## Task:
Count the lines in the items below that contain the word "palm", and give only the number.

## Data shown:
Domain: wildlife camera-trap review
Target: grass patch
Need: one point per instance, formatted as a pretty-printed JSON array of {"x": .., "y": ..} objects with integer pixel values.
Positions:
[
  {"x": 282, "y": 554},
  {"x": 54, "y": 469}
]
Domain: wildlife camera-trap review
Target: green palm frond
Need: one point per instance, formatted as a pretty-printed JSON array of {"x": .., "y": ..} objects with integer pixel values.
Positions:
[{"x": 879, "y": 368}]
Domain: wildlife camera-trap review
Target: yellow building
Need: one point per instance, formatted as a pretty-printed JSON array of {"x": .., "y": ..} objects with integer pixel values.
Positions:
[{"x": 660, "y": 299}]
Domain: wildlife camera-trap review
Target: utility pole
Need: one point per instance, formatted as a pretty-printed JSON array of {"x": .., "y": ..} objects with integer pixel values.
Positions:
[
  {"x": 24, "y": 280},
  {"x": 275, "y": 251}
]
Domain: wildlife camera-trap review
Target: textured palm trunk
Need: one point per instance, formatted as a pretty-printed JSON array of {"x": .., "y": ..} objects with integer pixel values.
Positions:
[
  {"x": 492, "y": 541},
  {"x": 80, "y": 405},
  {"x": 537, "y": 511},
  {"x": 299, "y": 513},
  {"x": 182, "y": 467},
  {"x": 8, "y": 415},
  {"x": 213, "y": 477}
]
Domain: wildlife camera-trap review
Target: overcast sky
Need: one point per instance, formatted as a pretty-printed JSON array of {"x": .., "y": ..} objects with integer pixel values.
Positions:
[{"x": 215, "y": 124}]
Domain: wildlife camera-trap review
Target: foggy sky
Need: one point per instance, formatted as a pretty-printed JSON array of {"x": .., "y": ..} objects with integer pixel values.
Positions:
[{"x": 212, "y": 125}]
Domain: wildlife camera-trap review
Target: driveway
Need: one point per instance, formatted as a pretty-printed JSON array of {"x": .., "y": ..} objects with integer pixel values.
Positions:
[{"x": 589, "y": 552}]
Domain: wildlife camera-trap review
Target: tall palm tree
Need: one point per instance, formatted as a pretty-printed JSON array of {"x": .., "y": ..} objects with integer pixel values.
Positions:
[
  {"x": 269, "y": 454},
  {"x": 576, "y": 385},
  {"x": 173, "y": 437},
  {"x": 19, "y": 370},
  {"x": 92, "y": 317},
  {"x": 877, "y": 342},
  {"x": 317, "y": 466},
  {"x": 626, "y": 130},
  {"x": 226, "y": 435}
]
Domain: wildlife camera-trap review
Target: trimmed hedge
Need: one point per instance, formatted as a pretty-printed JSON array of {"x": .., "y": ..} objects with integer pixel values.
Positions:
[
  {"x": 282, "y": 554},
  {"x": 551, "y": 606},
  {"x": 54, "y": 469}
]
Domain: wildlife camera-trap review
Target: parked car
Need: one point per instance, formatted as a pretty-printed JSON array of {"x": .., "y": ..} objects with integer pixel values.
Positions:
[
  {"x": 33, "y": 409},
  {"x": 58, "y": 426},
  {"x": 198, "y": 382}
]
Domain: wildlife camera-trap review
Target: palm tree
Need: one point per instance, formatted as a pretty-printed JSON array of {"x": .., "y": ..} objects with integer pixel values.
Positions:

## Written answer:
4